DATA TO PROCESS –
——————
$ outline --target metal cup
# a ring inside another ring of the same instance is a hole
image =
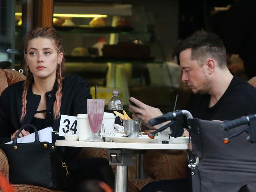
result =
[[[142,120],[136,119],[122,120],[124,133],[129,137],[138,137]]]

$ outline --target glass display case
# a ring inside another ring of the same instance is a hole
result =
[[[63,41],[67,74],[84,78],[93,97],[97,85],[97,97],[106,105],[118,90],[125,108],[133,96],[164,111],[173,110],[181,71],[165,61],[142,6],[57,2],[54,26]]]
[[[17,16],[21,7],[16,7]],[[56,0],[53,10],[66,74],[84,78],[93,98],[97,85],[97,98],[105,99],[106,105],[113,91],[119,90],[126,110],[130,96],[165,113],[173,110],[178,94],[177,107],[184,106],[188,97],[184,93],[189,92],[181,82],[181,70],[165,61],[154,24],[141,5]],[[16,18],[18,38],[21,30]],[[20,49],[21,43],[16,41]],[[17,56],[18,70],[20,58]]]

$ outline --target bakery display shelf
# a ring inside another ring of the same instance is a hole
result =
[[[130,32],[133,31],[132,27],[91,27],[89,25],[76,25],[74,26],[60,27],[54,26],[59,31],[72,33],[120,33]]]
[[[154,57],[123,57],[106,56],[74,56],[65,55],[67,62],[149,63],[154,62]],[[160,62],[162,63],[162,62]]]

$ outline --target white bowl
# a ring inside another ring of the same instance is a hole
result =
[[[78,141],[78,135],[64,135],[64,137],[68,141]]]

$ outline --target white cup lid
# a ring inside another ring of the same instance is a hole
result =
[[[107,113],[104,112],[104,116],[110,116],[112,117],[113,116],[115,116],[115,114],[114,113]]]
[[[77,114],[77,116],[76,117],[88,117],[88,115],[87,114],[83,114],[83,113],[80,113]]]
——————
WRITTEN PROBLEM –
Rewrite all of the entries above, replacing "hole" with "cutout" and changing nothing else. Omit the pictures from your output.

COMPLETE RESPONSE –
$ outline --target metal cup
# a ring inside another ring of the same instance is a cutout
image =
result =
[[[142,120],[136,119],[122,120],[124,133],[129,137],[138,137]]]

$ outline --target glass display case
# a ring inside another ring of the same instance is a cutout
result =
[[[63,41],[67,74],[84,78],[93,97],[97,85],[97,97],[106,105],[118,90],[125,108],[133,96],[164,111],[173,110],[181,71],[165,61],[142,6],[57,2],[54,26]]]
[[[17,16],[21,7],[16,7]],[[56,0],[53,10],[66,74],[84,78],[93,98],[97,85],[97,98],[105,99],[106,105],[113,91],[119,90],[126,110],[130,96],[165,113],[173,110],[178,94],[177,107],[184,106],[188,97],[184,93],[189,92],[181,82],[181,70],[165,61],[154,24],[141,5]],[[16,18],[18,38],[21,30]],[[20,49],[21,43],[16,41]],[[17,56],[18,70],[20,58]]]

$ outline --target bakery display shelf
# a ring inside another ring of the same instance is a cutout
result =
[[[130,32],[133,31],[132,27],[91,27],[89,25],[76,25],[74,26],[60,27],[54,26],[59,31],[72,33],[120,33]]]
[[[154,57],[123,57],[106,56],[74,56],[65,55],[67,62],[149,63],[154,62]],[[160,62],[162,63],[162,62]]]

$ outline --target white bowl
# a ring inside another ring of the same instance is a cutout
result =
[[[78,141],[78,135],[64,135],[64,137],[68,141]]]

$ outline --target white cup lid
# a ring inside another ring of the same instance is a cutout
result =
[[[107,113],[104,112],[104,116],[110,116],[112,117],[113,116],[115,116],[115,114],[114,113]]]
[[[77,114],[77,116],[76,117],[88,117],[88,115],[87,114],[83,114],[83,113],[80,113]]]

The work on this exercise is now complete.